Short problem
Output the lines of the data below from the one containing "Note to the class: locate the side" through the one containing "<point>110,118</point>" as a JSON list of strings, one string per line, with blank lines omitted.

Given entries

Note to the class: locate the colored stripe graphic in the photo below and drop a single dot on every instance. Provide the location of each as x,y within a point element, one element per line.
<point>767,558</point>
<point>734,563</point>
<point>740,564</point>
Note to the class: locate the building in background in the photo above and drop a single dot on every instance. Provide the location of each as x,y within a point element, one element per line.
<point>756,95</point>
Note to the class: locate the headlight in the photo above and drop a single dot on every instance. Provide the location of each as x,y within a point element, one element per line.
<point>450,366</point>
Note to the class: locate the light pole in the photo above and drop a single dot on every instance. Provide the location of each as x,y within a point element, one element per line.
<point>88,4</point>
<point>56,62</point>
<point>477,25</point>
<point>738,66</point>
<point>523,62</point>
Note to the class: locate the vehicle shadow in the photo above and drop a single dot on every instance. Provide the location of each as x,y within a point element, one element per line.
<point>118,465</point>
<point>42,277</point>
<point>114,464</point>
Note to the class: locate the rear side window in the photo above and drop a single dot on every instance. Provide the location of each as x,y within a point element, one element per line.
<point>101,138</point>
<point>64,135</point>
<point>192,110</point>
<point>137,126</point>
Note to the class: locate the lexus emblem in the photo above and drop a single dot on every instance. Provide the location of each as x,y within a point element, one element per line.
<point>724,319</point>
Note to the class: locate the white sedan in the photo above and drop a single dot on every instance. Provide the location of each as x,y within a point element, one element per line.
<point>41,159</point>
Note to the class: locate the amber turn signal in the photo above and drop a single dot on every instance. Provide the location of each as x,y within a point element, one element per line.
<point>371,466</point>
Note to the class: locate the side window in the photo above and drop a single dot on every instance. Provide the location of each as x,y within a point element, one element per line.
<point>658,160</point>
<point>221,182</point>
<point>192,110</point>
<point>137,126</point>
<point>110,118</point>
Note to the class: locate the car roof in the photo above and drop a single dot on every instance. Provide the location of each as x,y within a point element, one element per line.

Full answer
[
  "Note to the class: locate the side window in the photo above and drop a single dot on every instance. Provide the location of each as x,y within a point element, one element per line.",
  "<point>658,160</point>",
  "<point>221,182</point>",
  "<point>192,110</point>",
  "<point>137,126</point>",
  "<point>110,118</point>"
]